PROVIDED TEXT Start Marker
ROANOKE TIMES Copyright (c) 1996, Roanoke Times DATE: Monday, May 6, 1996 TAG: 9605060096 SECTION: NATIONAL/INTERNATIONAL PAGE: A-4 EDITION: METRO SOURCE: Knight-Ridder/Tribune WASHINGTON
More and more intruders are breaking into the nation's computer systems, a disturbing trend to computer industry officials hoping to build large new markets on the Internet.
More than 40 percent of corporate, university and government sites reported at least one computer break-in within the last 12 months, in a new survey by the FBI and private security experts released Sunday.
The attacks ranged from changing data in computer files to wholesale attempts to steal passwords or prevent legitimate users from gaining access to the systems.
While more than half the organizations surveyed reported some attacks came from employees or other insiders, more than a third said they had been attacked from the outside, via the Internet.
Significant growth in such crime could put the brakes on the explosive growth of Internet commerce. Business could be chilled if consumers or businesses felt vulnerable to theft of information, services or money.
The survey clearly indicates that computer crime is moving from ``inside jobs,'' where the keys to the electronic locks are readily available, to outside attacks.
More than 75 percent of those responding said they feared attacks from independent hackers and ``information brokers.'' Nearly 60 percent said they consider their domestic competitors just as likely to try to break into their computers.
``What this shows is that the ante has been upped ...'' said Richard Power, senior analyst of the Computer Security Institute in San Francisco, which conducted the survey at 428 corporate, university and government sites. ``As all manner of commerce moves into cyberspace, all manner of crime is moving there as well. It's no longer just vandalism.''
Power's organization made the survey at the request of the FBI, using questions supplied by the agency. The FBI has stepped up its investigation of computer crime in the past year, assembling a special group in San Francisco to combat it.
FBI Director Louis Freeh testified before Congress earlier this year about what he considers the growing danger to U.S. businesses from information spies, including ones in the employ of foreign governments or competitors.
The new study produced renewed calls by security experts and civil libertarians for the federal government to ease its restrictions on the use of technology to encrypt the storage and transmission of computer data.
The strongest such technology would make it nearly impossible for an unauthorized person to read or misuse data - yet it is not widely deployed because the U.S. government won't allow its export. Companies, therefore, don't include it with many of their products.
``The number one reason why computer crime happens is because we have a totally backwards encryption policy in this country,'' said Daniel Weitzner of the Center for Democracy and Technology in Washington.
The report doesn't mean, however, that computer users everywhere should panic.
Computer security experts note that individual personal computers, especially at home, are far less likely to be attacked than larger systems used by corporations and government agencies.
PROVIDED TEXT End Marker
_ASSIGNMENT 1_. According to the article on computer break-ins, how many sites did the Computer Security Institute survey?
_ASSIGNMENT 2_. Name every person the article on computer break-ins mentions by name, along with the role or organization it gives for each.
DATA RECORDS Start Marker
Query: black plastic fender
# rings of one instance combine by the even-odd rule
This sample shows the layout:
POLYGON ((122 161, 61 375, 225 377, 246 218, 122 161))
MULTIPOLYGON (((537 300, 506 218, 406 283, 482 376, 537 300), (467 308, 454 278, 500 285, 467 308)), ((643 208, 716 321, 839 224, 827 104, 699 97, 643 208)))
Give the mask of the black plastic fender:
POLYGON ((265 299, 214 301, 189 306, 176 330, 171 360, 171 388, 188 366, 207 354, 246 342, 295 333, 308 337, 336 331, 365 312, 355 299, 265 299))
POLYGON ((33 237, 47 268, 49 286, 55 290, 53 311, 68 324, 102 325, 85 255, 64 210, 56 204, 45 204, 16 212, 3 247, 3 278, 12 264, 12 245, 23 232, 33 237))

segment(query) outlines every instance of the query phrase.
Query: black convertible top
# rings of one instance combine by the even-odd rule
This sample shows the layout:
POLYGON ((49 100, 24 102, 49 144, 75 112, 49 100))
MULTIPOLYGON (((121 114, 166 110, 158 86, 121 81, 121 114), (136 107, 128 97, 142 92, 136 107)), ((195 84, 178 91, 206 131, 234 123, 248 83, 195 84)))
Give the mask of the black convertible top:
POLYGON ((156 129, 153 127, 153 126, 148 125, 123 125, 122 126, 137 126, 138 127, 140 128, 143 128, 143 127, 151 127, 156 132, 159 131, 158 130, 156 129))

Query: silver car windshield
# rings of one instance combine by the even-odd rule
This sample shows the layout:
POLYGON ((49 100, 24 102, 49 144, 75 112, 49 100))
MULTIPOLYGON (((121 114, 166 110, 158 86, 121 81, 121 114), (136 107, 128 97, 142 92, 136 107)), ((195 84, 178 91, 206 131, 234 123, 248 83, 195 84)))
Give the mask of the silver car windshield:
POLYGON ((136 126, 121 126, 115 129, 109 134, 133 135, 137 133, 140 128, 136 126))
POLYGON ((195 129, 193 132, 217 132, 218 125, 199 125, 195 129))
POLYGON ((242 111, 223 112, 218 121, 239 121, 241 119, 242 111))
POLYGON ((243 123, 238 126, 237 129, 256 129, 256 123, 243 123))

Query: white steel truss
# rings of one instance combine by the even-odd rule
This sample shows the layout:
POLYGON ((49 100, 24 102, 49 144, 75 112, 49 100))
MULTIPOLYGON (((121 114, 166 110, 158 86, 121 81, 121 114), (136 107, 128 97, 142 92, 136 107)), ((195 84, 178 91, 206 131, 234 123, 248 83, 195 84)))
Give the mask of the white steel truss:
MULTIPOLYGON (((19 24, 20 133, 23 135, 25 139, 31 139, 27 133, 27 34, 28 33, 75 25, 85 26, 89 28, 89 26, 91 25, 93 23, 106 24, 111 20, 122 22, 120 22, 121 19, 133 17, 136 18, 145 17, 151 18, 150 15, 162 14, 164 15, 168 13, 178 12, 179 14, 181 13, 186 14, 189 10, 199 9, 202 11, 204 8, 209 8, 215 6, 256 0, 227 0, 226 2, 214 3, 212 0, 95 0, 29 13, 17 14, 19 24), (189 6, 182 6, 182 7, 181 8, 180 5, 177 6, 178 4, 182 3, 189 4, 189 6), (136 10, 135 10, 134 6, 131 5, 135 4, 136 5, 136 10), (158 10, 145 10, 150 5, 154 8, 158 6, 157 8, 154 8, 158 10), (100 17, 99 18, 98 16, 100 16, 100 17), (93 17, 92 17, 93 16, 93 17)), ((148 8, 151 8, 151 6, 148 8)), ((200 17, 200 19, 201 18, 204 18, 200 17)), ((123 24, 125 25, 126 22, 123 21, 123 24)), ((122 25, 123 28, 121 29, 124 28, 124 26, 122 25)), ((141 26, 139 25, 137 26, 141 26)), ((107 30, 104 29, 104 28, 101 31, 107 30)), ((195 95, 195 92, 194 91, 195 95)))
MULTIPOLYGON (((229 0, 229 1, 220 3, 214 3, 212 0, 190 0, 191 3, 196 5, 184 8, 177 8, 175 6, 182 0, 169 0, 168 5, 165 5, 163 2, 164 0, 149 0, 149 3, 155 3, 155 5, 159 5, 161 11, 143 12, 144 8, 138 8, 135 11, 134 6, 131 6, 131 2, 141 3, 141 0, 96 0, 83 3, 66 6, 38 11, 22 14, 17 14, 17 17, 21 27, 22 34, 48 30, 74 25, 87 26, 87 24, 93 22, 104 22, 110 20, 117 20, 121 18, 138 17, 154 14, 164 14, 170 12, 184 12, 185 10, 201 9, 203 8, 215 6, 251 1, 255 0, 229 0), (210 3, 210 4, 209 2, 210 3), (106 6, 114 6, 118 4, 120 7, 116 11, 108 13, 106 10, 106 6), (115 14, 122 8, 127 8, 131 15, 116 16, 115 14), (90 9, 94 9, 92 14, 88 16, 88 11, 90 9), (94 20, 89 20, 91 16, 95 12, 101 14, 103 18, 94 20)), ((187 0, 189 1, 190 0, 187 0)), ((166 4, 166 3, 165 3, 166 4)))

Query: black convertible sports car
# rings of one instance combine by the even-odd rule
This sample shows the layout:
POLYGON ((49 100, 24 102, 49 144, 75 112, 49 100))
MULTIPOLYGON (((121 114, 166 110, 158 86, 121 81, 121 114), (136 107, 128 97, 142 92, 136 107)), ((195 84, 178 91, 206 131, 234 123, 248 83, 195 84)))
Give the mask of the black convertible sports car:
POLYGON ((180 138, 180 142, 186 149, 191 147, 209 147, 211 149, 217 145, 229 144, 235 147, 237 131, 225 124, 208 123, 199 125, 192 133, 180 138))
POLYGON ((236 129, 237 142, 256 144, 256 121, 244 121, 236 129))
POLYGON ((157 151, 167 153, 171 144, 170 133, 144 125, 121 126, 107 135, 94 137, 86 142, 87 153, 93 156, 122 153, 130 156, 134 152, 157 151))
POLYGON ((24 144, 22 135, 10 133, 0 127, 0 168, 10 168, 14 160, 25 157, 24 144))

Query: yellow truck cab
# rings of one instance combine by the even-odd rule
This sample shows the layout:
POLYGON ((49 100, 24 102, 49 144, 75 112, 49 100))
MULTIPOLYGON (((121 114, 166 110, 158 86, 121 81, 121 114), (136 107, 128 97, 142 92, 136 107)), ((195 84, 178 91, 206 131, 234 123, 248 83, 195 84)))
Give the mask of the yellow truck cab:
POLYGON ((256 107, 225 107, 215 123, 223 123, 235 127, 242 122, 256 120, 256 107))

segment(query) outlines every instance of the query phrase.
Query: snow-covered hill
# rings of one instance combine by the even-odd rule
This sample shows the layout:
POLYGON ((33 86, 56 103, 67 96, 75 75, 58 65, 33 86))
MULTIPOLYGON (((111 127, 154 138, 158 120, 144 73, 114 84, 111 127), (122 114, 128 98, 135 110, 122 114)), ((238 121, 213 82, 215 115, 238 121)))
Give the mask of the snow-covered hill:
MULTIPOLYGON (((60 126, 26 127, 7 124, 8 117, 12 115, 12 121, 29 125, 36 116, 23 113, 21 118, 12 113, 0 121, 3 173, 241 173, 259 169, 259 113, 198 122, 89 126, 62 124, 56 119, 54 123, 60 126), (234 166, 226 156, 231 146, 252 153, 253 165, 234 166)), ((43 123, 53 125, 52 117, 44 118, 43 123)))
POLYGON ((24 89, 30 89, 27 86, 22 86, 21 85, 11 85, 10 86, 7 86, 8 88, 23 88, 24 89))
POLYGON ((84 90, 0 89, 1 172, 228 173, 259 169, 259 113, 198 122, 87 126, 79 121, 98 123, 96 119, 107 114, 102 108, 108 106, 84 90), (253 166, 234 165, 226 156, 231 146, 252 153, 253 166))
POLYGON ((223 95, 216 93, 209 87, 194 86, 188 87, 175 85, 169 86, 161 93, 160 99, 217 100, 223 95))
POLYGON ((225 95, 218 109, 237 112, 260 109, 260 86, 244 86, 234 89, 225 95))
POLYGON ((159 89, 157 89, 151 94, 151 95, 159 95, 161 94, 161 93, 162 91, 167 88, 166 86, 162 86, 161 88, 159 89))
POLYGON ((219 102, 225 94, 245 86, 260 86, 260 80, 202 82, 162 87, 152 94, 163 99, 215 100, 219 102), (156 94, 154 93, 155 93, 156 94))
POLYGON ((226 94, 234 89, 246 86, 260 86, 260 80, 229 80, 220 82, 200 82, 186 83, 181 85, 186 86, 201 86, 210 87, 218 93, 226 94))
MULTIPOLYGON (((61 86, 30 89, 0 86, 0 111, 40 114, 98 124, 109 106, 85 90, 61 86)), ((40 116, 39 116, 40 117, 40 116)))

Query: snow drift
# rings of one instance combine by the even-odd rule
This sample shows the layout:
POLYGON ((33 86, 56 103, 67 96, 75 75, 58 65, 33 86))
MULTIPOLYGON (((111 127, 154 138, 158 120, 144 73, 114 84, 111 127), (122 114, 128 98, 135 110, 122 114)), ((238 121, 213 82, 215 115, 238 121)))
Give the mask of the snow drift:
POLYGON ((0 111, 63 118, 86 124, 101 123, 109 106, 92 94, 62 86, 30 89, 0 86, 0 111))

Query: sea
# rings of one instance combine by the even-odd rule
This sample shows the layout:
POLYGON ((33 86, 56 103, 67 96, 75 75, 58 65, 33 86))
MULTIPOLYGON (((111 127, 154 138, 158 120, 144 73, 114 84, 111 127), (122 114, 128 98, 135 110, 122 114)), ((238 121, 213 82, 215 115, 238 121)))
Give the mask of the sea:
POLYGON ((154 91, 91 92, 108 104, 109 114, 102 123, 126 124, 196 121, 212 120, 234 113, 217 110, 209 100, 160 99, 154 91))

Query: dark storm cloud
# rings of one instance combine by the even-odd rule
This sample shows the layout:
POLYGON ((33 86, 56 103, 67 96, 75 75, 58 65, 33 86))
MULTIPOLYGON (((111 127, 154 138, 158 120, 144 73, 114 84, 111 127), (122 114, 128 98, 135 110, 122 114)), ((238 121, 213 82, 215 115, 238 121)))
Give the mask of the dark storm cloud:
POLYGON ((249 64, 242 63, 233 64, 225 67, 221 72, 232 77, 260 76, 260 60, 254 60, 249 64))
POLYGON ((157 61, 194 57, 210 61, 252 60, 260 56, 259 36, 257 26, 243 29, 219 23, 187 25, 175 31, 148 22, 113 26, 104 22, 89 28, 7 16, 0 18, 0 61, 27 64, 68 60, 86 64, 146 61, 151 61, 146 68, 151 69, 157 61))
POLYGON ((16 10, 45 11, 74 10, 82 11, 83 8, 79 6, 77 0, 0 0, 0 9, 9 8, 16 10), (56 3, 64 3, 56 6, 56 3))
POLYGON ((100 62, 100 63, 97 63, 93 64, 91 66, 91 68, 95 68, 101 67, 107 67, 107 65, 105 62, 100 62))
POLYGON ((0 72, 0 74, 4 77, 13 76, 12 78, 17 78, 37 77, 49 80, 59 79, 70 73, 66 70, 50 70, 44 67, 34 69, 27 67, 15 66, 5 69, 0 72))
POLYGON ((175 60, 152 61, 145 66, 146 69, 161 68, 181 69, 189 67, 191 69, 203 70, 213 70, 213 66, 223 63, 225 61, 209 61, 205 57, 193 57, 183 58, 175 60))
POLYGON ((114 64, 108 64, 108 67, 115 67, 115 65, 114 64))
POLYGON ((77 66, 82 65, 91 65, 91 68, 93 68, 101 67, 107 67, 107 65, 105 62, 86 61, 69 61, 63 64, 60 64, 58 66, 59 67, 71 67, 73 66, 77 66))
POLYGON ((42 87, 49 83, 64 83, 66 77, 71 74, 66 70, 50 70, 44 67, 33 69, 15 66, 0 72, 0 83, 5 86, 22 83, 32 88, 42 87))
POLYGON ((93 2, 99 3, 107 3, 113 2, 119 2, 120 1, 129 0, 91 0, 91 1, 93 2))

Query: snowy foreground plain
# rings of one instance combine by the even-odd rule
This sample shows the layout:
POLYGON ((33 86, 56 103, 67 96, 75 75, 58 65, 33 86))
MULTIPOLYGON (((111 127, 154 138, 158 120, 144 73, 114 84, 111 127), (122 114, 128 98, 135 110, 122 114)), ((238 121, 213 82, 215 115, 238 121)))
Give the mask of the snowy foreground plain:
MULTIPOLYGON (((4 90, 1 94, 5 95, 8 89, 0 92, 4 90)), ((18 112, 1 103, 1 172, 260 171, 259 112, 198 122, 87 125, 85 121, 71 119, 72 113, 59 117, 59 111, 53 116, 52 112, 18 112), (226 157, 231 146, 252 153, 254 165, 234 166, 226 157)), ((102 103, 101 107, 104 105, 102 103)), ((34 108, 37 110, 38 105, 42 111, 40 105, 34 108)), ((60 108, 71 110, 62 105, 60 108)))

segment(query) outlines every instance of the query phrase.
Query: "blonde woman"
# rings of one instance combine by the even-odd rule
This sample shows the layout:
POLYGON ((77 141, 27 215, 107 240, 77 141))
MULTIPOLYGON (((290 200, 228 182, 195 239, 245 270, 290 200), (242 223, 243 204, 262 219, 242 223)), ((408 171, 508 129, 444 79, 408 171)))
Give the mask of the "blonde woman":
DATA RECORDS End Marker
_RESPONSE AREA 1_. 428 corporate, university and government sites.

_RESPONSE AREA 2_.
- Richard Power, senior analyst of the Computer Security Institute in San Francisco
- Louis Freeh, FBI Director
- Daniel Weitzner, of the Center for Democracy and Technology in Washington